Work to complete:
Pull each line holding "puppy" out of the entries below.

Input data:
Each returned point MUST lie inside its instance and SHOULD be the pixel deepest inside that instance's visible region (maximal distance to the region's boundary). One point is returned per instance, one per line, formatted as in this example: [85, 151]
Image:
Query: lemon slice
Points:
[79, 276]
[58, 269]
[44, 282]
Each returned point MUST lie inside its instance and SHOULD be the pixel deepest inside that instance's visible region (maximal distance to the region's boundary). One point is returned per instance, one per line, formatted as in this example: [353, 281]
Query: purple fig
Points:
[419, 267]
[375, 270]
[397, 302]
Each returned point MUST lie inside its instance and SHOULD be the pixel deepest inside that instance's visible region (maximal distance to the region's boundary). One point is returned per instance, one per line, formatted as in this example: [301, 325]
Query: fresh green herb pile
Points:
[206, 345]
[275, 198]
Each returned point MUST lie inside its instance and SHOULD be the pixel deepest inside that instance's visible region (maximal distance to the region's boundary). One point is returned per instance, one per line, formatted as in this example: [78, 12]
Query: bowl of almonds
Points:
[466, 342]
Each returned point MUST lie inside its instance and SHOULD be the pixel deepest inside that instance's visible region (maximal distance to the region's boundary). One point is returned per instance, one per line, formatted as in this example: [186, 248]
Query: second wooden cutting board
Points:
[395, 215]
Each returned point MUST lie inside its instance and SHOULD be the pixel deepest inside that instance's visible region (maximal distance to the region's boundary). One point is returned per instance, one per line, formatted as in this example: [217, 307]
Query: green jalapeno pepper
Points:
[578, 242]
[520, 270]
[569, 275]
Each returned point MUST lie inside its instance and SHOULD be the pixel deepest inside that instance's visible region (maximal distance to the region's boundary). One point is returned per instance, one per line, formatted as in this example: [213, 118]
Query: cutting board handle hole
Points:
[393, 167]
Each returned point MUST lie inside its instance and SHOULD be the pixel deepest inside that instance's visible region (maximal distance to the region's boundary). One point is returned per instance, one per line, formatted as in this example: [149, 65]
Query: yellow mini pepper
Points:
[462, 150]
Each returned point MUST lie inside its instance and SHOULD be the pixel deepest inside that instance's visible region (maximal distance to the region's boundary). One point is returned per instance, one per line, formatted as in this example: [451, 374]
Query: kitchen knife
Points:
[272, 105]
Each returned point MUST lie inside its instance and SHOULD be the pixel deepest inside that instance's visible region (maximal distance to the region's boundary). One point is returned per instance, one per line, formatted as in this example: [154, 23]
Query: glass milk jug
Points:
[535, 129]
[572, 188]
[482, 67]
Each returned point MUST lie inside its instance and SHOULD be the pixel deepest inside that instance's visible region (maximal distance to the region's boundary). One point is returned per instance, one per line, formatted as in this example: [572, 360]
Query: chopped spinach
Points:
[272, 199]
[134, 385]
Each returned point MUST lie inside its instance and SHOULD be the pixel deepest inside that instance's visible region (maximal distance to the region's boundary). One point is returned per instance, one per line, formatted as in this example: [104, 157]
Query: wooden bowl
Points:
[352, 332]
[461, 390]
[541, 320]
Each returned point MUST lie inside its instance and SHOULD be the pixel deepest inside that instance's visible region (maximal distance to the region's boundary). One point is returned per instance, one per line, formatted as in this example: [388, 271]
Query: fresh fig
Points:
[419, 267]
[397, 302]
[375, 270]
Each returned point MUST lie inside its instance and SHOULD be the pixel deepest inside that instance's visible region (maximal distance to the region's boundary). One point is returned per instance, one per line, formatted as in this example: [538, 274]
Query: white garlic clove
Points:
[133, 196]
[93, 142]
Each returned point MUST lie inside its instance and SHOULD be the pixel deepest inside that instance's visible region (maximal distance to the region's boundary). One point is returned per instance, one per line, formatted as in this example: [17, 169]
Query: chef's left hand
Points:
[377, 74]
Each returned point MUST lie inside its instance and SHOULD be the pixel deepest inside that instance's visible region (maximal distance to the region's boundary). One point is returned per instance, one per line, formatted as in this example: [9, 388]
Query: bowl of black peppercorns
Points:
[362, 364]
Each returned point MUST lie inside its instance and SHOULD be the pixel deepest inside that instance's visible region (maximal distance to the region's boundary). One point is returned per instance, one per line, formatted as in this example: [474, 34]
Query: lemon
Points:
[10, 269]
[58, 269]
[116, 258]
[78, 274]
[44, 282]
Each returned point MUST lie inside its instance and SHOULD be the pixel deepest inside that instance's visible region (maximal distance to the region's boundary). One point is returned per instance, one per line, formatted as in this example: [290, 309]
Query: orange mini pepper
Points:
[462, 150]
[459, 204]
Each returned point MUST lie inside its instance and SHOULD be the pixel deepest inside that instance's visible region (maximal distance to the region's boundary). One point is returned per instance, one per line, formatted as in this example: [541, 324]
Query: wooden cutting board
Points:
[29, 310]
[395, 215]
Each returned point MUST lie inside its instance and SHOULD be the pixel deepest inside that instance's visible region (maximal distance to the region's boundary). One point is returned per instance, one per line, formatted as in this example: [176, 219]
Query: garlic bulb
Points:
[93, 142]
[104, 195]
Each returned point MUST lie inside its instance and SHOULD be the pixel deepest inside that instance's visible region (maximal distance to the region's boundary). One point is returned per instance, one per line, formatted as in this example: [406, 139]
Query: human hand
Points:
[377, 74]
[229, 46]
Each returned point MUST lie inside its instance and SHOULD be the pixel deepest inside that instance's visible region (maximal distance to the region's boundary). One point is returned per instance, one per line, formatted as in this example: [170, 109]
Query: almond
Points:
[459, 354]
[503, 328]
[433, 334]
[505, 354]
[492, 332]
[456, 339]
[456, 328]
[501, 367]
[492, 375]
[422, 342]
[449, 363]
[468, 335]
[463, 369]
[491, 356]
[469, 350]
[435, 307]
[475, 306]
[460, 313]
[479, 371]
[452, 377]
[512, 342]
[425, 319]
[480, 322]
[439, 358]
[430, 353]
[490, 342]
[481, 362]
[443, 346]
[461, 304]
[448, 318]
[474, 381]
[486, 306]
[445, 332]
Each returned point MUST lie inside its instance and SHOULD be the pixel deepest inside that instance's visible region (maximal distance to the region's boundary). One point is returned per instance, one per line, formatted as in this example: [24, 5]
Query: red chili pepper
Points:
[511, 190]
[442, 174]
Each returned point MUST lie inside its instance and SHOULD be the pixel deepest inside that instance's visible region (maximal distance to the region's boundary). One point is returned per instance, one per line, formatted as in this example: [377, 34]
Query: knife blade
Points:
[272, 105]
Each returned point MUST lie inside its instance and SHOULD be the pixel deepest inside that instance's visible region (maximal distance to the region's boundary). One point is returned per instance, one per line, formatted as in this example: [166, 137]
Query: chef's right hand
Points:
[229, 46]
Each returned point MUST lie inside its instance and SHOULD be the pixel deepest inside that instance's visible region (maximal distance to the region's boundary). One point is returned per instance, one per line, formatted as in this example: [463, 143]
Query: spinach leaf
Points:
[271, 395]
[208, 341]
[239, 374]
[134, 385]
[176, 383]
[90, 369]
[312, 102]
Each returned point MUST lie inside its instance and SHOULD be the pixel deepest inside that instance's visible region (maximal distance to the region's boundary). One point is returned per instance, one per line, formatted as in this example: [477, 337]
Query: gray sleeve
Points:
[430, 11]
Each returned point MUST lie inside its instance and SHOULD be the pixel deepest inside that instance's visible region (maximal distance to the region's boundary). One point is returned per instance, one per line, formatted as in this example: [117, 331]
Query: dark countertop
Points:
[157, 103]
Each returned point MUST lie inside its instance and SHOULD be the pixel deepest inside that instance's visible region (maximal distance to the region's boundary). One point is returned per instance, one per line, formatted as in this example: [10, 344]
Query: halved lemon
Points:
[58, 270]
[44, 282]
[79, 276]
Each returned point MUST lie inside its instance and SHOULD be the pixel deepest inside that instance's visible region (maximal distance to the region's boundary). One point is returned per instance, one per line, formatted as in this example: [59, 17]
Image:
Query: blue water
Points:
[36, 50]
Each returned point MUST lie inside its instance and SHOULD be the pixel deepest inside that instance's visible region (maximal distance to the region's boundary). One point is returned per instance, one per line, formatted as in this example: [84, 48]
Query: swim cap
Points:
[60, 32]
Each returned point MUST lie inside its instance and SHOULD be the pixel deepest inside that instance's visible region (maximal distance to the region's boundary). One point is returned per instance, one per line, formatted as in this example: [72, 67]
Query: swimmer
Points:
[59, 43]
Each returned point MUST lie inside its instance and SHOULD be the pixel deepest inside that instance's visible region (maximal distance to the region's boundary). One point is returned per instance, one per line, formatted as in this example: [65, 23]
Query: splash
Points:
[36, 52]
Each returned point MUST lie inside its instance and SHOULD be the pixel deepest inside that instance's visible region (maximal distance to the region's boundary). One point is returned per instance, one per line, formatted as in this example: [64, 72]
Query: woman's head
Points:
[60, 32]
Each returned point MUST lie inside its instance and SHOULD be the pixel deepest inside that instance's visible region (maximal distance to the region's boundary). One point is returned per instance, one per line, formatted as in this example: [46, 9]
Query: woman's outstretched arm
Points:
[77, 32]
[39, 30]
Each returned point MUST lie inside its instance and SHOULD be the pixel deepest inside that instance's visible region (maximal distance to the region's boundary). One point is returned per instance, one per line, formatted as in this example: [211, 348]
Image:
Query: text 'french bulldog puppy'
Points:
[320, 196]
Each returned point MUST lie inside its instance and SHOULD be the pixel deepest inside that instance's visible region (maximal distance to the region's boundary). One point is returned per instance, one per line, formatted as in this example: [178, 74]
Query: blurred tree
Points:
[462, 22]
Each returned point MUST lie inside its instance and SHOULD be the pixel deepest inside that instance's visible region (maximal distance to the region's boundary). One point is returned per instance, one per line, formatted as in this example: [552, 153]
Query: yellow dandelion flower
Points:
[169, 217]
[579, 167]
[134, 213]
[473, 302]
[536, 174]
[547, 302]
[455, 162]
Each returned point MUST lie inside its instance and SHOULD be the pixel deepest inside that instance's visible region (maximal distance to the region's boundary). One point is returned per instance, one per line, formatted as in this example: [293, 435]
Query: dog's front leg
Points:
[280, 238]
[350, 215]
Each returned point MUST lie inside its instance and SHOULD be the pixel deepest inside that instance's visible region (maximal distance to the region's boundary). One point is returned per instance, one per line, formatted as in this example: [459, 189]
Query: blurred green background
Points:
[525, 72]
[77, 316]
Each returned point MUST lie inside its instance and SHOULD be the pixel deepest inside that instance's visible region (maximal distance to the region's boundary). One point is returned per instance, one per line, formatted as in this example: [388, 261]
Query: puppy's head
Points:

Your solution:
Query: text 'french bulldog puppy'
Query: puppy's head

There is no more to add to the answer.